- [Problem details]: Write out all records as given; omit images.

- [Data supplied]:
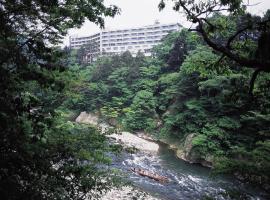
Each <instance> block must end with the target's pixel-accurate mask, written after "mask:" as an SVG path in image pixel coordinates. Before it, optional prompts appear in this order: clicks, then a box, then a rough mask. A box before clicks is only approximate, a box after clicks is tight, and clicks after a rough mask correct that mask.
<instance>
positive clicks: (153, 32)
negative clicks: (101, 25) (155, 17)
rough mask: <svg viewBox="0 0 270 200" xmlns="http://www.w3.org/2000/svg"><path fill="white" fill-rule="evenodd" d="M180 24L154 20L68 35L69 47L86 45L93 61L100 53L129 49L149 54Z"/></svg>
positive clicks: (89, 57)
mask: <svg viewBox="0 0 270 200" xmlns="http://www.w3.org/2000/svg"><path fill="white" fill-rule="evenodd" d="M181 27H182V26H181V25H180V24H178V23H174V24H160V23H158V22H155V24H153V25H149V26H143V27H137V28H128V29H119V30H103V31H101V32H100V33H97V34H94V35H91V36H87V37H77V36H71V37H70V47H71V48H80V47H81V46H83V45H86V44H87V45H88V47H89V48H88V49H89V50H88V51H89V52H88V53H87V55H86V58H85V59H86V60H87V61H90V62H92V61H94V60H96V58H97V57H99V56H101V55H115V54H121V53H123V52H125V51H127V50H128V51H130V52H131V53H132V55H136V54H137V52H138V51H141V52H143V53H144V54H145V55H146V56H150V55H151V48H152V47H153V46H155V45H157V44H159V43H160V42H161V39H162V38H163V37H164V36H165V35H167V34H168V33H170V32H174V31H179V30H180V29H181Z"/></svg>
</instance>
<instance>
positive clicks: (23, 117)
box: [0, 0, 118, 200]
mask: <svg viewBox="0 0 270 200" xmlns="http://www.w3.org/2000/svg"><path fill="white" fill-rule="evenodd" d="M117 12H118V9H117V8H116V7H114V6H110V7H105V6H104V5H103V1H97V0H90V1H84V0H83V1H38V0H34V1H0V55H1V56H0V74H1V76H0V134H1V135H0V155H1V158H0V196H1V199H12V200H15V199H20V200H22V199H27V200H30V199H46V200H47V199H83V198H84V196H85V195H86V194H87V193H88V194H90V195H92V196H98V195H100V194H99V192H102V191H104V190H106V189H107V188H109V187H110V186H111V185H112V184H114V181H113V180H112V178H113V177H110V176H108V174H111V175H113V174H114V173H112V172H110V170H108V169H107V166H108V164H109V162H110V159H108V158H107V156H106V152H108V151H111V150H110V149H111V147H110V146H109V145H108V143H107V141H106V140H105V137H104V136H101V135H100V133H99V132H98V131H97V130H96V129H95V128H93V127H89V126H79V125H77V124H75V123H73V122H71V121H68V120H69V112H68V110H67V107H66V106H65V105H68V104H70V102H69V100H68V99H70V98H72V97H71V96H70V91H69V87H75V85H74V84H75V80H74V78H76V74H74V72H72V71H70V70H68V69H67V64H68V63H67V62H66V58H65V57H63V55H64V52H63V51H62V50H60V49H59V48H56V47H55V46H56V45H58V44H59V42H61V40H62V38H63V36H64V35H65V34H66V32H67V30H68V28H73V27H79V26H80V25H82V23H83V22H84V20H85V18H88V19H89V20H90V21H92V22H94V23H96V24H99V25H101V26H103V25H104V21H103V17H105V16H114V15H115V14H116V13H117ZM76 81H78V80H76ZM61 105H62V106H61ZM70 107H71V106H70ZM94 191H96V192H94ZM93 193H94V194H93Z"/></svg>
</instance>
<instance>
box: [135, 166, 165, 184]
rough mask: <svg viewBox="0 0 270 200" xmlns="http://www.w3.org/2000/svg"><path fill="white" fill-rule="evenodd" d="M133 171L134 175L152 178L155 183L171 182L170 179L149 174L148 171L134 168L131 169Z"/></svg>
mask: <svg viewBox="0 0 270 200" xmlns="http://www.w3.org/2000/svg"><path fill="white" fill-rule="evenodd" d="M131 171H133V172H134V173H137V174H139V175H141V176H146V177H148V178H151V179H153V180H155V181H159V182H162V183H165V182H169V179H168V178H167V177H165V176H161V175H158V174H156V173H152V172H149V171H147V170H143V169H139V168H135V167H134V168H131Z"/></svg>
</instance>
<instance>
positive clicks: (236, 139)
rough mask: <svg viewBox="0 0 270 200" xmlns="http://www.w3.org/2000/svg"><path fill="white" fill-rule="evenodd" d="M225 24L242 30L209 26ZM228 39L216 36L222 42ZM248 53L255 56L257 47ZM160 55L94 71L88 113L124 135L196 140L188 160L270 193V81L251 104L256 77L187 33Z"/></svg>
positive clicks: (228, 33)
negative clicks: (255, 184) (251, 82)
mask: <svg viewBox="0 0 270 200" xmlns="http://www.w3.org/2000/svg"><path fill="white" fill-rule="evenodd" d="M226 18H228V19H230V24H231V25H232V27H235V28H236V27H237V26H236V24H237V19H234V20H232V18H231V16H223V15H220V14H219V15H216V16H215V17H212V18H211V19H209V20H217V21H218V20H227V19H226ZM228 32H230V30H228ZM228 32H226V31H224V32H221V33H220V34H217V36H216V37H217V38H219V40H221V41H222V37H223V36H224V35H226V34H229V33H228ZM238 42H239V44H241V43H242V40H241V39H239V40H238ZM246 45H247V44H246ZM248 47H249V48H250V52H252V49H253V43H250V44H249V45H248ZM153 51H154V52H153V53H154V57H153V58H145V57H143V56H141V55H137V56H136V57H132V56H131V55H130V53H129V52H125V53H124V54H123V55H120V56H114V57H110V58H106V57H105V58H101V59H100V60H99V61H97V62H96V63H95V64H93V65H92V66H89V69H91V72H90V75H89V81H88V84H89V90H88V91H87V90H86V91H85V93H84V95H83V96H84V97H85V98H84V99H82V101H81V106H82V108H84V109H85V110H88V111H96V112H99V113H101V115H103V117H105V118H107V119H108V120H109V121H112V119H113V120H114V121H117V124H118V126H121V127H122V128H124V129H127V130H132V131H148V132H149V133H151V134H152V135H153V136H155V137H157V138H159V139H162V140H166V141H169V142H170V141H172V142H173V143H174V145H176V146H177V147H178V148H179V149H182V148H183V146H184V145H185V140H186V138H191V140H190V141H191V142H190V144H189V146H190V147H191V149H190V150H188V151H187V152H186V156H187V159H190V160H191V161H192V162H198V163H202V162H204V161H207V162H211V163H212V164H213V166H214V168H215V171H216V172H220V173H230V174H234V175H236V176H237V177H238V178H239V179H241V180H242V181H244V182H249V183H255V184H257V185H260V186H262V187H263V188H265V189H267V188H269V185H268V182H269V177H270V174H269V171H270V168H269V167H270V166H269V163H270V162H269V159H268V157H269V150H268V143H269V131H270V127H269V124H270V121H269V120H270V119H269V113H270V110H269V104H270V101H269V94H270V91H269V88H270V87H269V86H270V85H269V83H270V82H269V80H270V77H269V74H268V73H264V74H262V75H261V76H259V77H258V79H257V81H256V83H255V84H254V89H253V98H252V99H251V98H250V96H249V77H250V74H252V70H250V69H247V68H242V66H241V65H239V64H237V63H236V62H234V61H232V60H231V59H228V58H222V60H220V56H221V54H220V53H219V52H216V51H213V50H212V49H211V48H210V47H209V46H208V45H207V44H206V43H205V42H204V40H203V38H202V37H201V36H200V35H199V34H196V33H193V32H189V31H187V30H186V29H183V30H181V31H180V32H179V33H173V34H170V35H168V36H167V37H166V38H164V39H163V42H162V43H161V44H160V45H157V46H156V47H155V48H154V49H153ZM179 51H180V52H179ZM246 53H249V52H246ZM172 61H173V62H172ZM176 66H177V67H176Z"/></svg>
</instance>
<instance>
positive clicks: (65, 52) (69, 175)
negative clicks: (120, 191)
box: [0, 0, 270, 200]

- [Result for this exercise]:
Each <instance> block must end with the target's pixel-accurate mask, written after "mask:" as an SVG path in image pixel coordinates. Before it, optional prompts appear in this order: clicks, then a box, then a rough mask. A box before clicks is only approximate, a box after clicks is tight, and clicks after a rough mask correct that mask.
<instance>
positive clicks: (153, 32)
negative clicks: (101, 25) (155, 17)
rough mask: <svg viewBox="0 0 270 200" xmlns="http://www.w3.org/2000/svg"><path fill="white" fill-rule="evenodd" d="M180 24L154 20L68 35L69 47L86 45L93 61L100 53L129 49L149 54Z"/></svg>
positive clicks: (89, 57)
mask: <svg viewBox="0 0 270 200" xmlns="http://www.w3.org/2000/svg"><path fill="white" fill-rule="evenodd" d="M181 27H182V26H181V25H180V24H178V23H174V24H160V23H158V22H155V24H153V25H149V26H143V27H137V28H128V29H119V30H103V31H101V32H100V33H97V34H94V35H91V36H87V37H77V36H71V37H70V47H71V48H80V47H81V46H83V45H86V44H87V45H88V47H89V48H88V49H89V50H88V51H89V52H88V53H87V55H86V58H85V59H86V60H87V61H90V62H92V61H94V60H96V58H97V57H99V56H101V55H115V54H121V53H123V52H125V51H127V50H128V51H130V52H131V53H132V55H136V54H137V52H138V51H141V52H143V53H144V54H145V55H146V56H150V55H151V48H152V47H153V46H155V45H157V44H159V43H160V42H161V39H162V38H163V37H164V36H165V35H167V34H168V33H170V32H174V31H179V30H180V29H181Z"/></svg>
</instance>
<instance>
positive clicks: (23, 117)
box: [0, 0, 118, 200]
mask: <svg viewBox="0 0 270 200" xmlns="http://www.w3.org/2000/svg"><path fill="white" fill-rule="evenodd" d="M117 12H118V9H117V8H116V7H114V6H110V7H105V6H104V5H103V1H97V0H90V1H84V0H83V1H38V0H34V1H0V55H1V56H0V74H1V76H0V134H1V135H0V155H1V158H0V196H1V199H12V200H15V199H20V200H22V199H27V200H30V199H46V200H47V199H83V198H84V196H85V195H86V194H87V193H88V194H90V195H92V196H98V195H100V194H99V192H102V191H104V190H106V189H107V188H109V187H110V186H111V185H112V184H114V181H113V180H112V178H113V177H110V176H108V174H111V175H113V174H114V173H112V172H110V170H108V169H107V166H108V164H109V162H110V159H108V158H107V156H106V152H108V151H111V150H110V149H111V147H110V146H109V145H108V143H107V141H106V140H105V137H104V136H101V135H100V133H99V132H98V131H97V130H96V129H95V128H93V127H89V126H79V125H77V124H75V123H73V122H71V121H68V120H69V112H68V110H67V107H66V106H65V105H68V104H70V102H69V100H68V99H70V98H72V97H71V96H70V91H69V87H75V85H74V84H75V80H74V78H76V74H74V72H72V71H70V70H68V69H67V64H68V63H67V62H66V58H65V57H63V55H64V52H63V51H62V50H60V49H59V48H56V47H55V46H56V45H58V44H59V42H61V40H62V38H63V36H64V35H65V34H66V32H67V30H68V28H73V27H79V26H80V25H82V23H83V22H84V20H85V18H88V19H89V20H90V21H92V22H94V23H96V24H99V25H101V26H103V25H104V21H103V17H105V16H114V15H115V14H116V13H117ZM76 81H78V80H76ZM61 105H62V106H61ZM70 107H71V106H70ZM94 191H96V192H94ZM93 193H94V194H93Z"/></svg>
</instance>
<instance>
box: [135, 166, 165, 184]
rough mask: <svg viewBox="0 0 270 200" xmlns="http://www.w3.org/2000/svg"><path fill="white" fill-rule="evenodd" d="M133 171L134 175L152 178L155 183L171 182L170 179L149 174L148 171L134 168L131 169Z"/></svg>
mask: <svg viewBox="0 0 270 200" xmlns="http://www.w3.org/2000/svg"><path fill="white" fill-rule="evenodd" d="M131 171H133V172H134V173H137V174H139V175H141V176H146V177H148V178H151V179H153V180H155V181H159V182H162V183H165V182H169V179H168V178H167V177H165V176H161V175H158V174H156V173H152V172H149V171H147V170H143V169H139V168H135V167H134V168H131Z"/></svg>
</instance>
<instance>
positive clicks: (236, 139)
rough mask: <svg viewBox="0 0 270 200" xmlns="http://www.w3.org/2000/svg"><path fill="white" fill-rule="evenodd" d="M225 24L242 30L209 26ZM228 39L216 36L222 42ZM248 53L255 56L257 47ZM160 55L94 71L88 113L124 135L196 140L188 160L270 193V81L251 104L256 77L187 33Z"/></svg>
positive clicks: (228, 33)
negative clicks: (255, 184) (251, 82)
mask: <svg viewBox="0 0 270 200" xmlns="http://www.w3.org/2000/svg"><path fill="white" fill-rule="evenodd" d="M226 18H228V19H230V24H231V25H232V27H235V28H236V27H237V26H236V24H237V19H234V20H232V18H231V16H223V15H220V14H219V15H216V16H215V17H212V18H211V19H209V20H217V21H218V20H227V19H226ZM228 32H230V30H228ZM228 32H226V31H224V32H221V33H220V34H217V36H216V37H217V38H219V40H221V41H222V37H223V36H224V35H226V34H229V33H228ZM238 42H239V44H241V43H242V40H241V39H239V40H238ZM246 45H247V44H246ZM248 47H249V48H250V52H252V49H253V43H250V44H249V45H248ZM153 51H154V52H153V53H154V57H153V58H145V57H143V56H141V55H137V56H136V57H132V56H131V55H130V53H129V52H125V53H124V54H123V55H120V56H114V57H110V58H106V57H105V58H101V59H100V60H99V61H97V62H96V63H95V64H93V65H92V66H89V69H91V72H90V75H89V81H88V84H89V90H88V91H87V90H86V91H85V93H84V95H83V96H84V97H85V98H84V99H82V101H81V106H82V108H84V109H85V110H88V111H96V112H99V113H101V115H103V117H105V118H107V119H108V120H109V121H112V119H113V120H114V121H117V124H118V126H121V127H122V128H124V129H127V130H132V131H148V132H149V133H151V134H152V135H153V136H155V137H157V138H159V139H162V140H166V141H169V142H170V141H172V142H173V143H174V145H176V146H177V147H178V148H179V149H182V148H183V146H184V145H185V140H186V138H191V140H190V141H191V142H190V144H189V146H190V147H191V149H190V150H188V151H187V152H186V156H187V159H190V160H191V161H192V162H198V163H202V162H204V161H207V162H211V163H212V164H213V166H214V168H215V171H216V172H220V173H230V174H234V175H236V176H237V177H238V178H239V179H241V180H242V181H244V182H249V183H255V184H257V185H260V186H262V187H263V188H265V189H267V188H269V185H268V182H269V177H270V174H269V171H270V168H269V167H270V166H269V163H270V162H269V159H268V157H269V150H268V143H269V131H270V127H269V124H270V121H269V120H270V119H269V113H270V110H269V104H270V101H269V94H270V91H269V88H270V87H269V86H270V85H269V83H270V82H269V80H270V77H269V74H268V73H264V74H262V75H261V76H259V77H258V79H257V81H256V83H255V84H254V89H253V98H252V99H251V98H250V96H249V77H250V74H252V70H250V69H247V68H242V66H241V65H239V64H237V63H236V62H234V61H232V60H231V59H228V58H222V60H220V56H221V54H220V53H219V52H216V51H213V50H212V49H211V48H210V47H209V46H208V45H207V44H206V43H205V42H204V40H203V38H202V37H201V36H200V35H199V34H196V33H193V32H189V31H187V30H186V29H183V30H181V31H180V32H179V33H173V34H170V35H168V36H167V37H166V38H164V39H163V42H162V43H161V44H160V45H157V46H156V47H155V48H154V49H153ZM179 51H180V52H179ZM246 53H249V52H246ZM172 61H173V62H172ZM176 66H177V67H176Z"/></svg>
</instance>
<instance>
positive clicks: (65, 52) (69, 175)
negative clicks: (120, 191)
box: [0, 0, 270, 200]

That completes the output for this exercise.